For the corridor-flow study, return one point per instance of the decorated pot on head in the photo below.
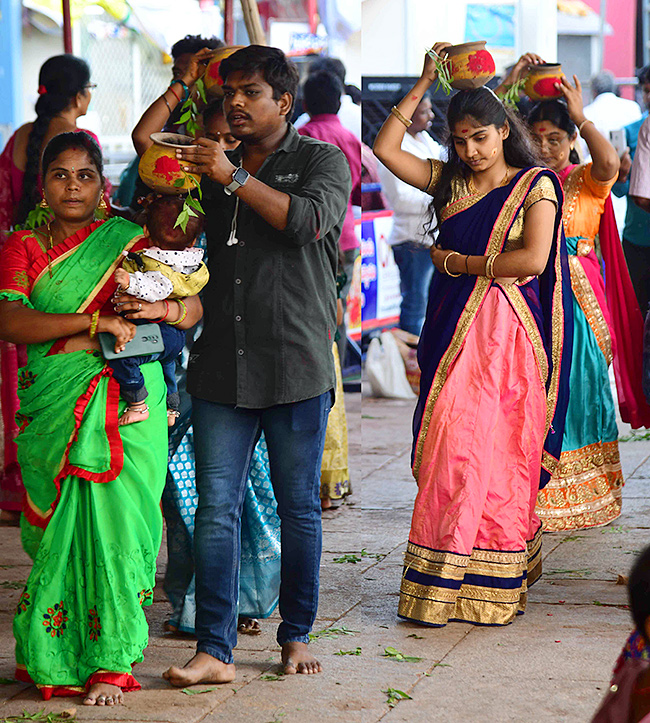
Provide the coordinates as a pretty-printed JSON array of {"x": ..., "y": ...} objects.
[
  {"x": 471, "y": 65},
  {"x": 541, "y": 80},
  {"x": 211, "y": 78},
  {"x": 161, "y": 170}
]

_ _ _ _ _ _ _

→ **課題内容**: 上の記録をすべて、一字一句変えずに書き写してください。ただし画像は回答に含めないでください。

→ **記述回答**:
For the corridor-flow study, return one point per instance of the decorated pot on head in the photo below.
Provide the coordinates as a pretty-printed JSON array of {"x": ..., "y": ...} objects.
[
  {"x": 471, "y": 65},
  {"x": 541, "y": 80},
  {"x": 211, "y": 78},
  {"x": 161, "y": 170}
]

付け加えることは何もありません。